▸ 本文:
"""

集合Aと集合Bが両方とも空集合の場合は、自明ですし、
集合Aと集合Bが両方とも空集合でない場合は、要素数が等しくて包含関係が成立するのは、A=Bの場合しかないからです。

要素数は、分析関数のcount関数を使えば求まりますし、
包含関係は、差集合が空集合かどうかを調べれば分かります。


7. 関係除算 (129ページ)

create table Skills(skill varchar(18) not null primary key);
insert into Skills values('Oracle'),
                         ('UNIX'),
                         ('Java');

create table EmpSkills(
emp   varchar(6)  not null,
skill varchar(18) not null,
primary key(emp, skill));
insert into EmpSkills values('相田','Oracle'),
                            ('相田','UNIX'),
                            ('相田','Java'),
                            ('相田','C#'),
                            ('神崎','Oracle'),
                            ('神崎','UNIX'),
                            ('神崎','Java'),
                            ('平井','UNIX'),
                            ('平井','Oracle'),
                            ('平井','PHP'),
                            ('平井','Perl'),
                            ('平井','C++'),
                            ('若田','Perl'),
                            ('渡来','Oracle');

EmpSkillsテーブルから、
Skillsテーブルの全てのskill(Oracle,UNIX,Java)を持つ人を出力します。

出力結果
emp
----
相田
神崎

-- Sample12
select b.emp
from (select skill,count(*) over() as cnt
        from Skills) a
Join EmpSkills b
  on a.skill = b.skill
group by b.emp,a.cnt
having count(*) = a.cnt;

最初にインラインビューで分析関数のcount関数を使って、
Skillsテーブルの行数を列別名cntとして求めてます。
次に、skillが等しいことを条件として内部結合(等価結合)してます。
そして、group by b.emp,a.cntでグループ化し、having count(*) = a.cntによって、
内部結合した結果の件数がSkillsテーブルの行数と同じであることを抽出条件としてます。

脳内のイメージは、下記となります。
分析関数のcount関数に対応する黄緑線を引き、
skillが等しいことを条件とした内部結合(等価結合)に対応するベン図をイメージしながら青線や紫線などを引き、
group by b.emp,a.cntに対応する赤線を引いてます。



8. 等しい部分集合を見つける (132ページ)

"""

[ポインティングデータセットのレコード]
"""

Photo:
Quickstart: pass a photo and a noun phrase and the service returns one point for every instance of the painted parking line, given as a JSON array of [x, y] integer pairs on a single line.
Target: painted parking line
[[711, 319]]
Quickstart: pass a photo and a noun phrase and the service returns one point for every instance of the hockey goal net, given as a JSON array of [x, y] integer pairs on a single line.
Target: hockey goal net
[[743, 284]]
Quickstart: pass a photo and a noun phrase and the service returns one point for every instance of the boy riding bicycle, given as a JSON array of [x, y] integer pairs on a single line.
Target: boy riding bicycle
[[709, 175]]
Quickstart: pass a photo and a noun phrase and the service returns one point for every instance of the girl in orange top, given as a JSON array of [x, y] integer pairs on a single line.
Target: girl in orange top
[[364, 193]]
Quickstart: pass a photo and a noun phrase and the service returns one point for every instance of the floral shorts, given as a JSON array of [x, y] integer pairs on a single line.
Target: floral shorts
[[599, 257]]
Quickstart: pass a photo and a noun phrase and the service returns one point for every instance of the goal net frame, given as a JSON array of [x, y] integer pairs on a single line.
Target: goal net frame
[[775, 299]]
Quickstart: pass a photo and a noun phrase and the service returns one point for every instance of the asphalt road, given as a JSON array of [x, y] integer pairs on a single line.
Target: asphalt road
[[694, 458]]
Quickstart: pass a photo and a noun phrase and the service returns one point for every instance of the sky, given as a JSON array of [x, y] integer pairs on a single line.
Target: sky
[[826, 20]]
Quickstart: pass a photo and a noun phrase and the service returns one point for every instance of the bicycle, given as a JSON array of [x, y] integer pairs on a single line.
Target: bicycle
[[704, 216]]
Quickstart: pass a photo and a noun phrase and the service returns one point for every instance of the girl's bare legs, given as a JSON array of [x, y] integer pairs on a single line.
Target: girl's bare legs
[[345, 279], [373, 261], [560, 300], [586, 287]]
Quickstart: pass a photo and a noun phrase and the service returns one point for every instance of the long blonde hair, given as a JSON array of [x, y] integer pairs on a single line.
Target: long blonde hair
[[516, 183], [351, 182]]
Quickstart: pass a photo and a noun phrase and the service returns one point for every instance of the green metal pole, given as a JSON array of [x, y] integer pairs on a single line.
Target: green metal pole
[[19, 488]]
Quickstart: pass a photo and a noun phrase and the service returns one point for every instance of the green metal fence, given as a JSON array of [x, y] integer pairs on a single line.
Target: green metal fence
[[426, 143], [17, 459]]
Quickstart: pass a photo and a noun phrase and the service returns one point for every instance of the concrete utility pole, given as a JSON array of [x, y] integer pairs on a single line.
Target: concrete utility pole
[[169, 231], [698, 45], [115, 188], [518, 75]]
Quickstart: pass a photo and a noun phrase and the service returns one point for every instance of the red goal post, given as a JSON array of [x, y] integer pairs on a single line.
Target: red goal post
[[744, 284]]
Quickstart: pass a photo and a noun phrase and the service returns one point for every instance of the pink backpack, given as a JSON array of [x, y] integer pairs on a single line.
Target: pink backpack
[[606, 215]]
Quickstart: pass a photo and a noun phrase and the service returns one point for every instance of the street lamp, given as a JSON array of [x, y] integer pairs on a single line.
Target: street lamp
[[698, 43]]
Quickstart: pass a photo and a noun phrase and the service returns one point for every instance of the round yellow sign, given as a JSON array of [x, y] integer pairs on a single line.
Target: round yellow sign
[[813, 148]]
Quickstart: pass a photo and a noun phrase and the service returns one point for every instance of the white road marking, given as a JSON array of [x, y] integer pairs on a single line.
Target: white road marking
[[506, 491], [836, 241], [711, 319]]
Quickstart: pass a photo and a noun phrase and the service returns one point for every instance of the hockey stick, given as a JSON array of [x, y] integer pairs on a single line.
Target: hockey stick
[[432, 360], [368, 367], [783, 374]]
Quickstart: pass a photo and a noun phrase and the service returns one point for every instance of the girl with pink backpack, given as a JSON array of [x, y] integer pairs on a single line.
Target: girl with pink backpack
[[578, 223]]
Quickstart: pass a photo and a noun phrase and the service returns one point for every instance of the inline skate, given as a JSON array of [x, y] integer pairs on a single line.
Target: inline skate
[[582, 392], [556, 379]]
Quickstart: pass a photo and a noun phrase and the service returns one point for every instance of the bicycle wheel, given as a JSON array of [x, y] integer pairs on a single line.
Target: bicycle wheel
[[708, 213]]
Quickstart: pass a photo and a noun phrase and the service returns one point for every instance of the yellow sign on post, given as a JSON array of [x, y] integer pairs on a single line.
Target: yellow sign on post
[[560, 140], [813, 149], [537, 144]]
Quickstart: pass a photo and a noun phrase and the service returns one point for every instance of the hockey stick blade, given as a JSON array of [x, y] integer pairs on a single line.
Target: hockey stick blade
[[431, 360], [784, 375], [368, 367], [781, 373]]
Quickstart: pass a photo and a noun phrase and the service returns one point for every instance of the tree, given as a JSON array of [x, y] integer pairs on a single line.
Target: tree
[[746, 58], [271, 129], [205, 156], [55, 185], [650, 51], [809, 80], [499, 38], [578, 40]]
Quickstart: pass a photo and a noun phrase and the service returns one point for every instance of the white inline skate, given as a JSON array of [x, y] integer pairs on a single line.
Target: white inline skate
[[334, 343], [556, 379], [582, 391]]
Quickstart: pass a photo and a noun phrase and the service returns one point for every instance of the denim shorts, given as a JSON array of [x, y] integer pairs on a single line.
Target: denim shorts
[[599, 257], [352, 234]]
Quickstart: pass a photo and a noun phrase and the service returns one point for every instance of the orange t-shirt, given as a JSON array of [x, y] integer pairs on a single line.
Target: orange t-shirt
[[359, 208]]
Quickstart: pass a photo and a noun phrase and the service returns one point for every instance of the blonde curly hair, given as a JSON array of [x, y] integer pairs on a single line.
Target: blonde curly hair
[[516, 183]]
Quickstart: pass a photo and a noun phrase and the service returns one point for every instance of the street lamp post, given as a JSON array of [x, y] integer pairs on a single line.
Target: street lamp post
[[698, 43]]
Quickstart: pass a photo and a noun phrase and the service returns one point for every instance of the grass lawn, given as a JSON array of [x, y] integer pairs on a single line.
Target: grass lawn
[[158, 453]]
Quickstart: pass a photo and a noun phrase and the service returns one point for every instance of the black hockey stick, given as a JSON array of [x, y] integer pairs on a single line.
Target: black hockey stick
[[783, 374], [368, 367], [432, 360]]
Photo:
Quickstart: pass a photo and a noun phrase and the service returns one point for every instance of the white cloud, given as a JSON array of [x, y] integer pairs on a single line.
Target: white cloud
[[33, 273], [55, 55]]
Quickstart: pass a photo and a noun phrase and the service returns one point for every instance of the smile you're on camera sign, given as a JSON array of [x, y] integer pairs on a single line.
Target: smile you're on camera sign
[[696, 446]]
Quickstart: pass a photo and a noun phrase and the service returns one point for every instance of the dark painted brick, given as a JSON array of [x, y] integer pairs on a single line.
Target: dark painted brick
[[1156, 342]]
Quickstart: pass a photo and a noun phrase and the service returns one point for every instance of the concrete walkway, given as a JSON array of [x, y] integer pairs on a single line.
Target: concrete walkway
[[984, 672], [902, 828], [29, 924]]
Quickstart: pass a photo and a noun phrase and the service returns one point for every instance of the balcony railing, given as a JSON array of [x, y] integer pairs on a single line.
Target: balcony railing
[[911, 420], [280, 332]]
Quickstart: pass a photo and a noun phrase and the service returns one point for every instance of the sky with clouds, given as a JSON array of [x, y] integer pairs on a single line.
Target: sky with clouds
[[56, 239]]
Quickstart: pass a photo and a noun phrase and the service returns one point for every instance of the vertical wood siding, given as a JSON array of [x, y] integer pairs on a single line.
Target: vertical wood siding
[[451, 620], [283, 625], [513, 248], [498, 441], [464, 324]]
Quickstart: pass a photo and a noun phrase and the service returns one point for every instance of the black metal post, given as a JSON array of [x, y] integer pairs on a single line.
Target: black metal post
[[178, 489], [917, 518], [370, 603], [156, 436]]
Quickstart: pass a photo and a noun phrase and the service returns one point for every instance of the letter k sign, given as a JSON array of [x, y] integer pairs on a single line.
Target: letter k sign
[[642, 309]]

"""

▸ 課題:
1/ 本文について、次の問いに答えてください。
(a) 包含関係は何を調べれば分かるとされているか。
(b) Skillsテーブルに登録されているskillは何か。
(c) 出力結果として示されている人は誰か。
2/ SQLを解説した本文の続きを、末尾の見出し「8. 等しい部分集合を見つける (132ページ)」の後から書け。

▸ 解答:
1/
(a) 差集合が空集合かどうか
(b) Oracle、UNIX、Java
(c) 相田と神崎

2/
create table SupParts(sup char(2),part varchar(12));
insert into SupParts values('A','ボルト'),
                           ('A','ナット'),
                           ('A','パイプ'),
                           ('B','ボルト'),
                           ('B','パイプ'),
                           ('C','ボルト'),
                           ('C','ナット'),
                           ('C','パイプ'),
                           ('D','ボルト'),
                           ('D','パイプ'),
                           ('E','ヒューズ'),
                           ('E','ナット'),
                           ('E','パイプ'),
                           ('F','ヒューズ');

数も種類もまったく同じpartを取り扱うsupの組み合わせを求めます。

出力結果
s1  s2
--  --
A   C
B   D

-- Sample13
with tmp as(
select sup,part,count(*) over(partition by sup) as cnt
  from SupParts)
select a.sup as s1,b.sup as s2
  from tmp a,tmp b
 where a.sup < b.sup
   and a.cnt = b.cnt
   and a.part = b.part
group by a.sup,b.sup,a.cnt
having count(*) = a.cnt
order by a.sup,b.sup;

まず、分析関数のcount関数でsupごとの件数を求めた結果を、仮想表tmpとしてます。

次に、supが自分より大きいこと、件数が等しいこと、partが等しいこと
を条件として自己内部結合させてます。
with句は、select文の結果同士を自己結合させる際に使うと便利です。

そして、group by句でsupの組み合わせでグループ化して、
having count(*) = a.cntで、内部結合によって件数が減らなかったsupの組み合わせを出力対象としてます。

脳内のイメージは、下記となります。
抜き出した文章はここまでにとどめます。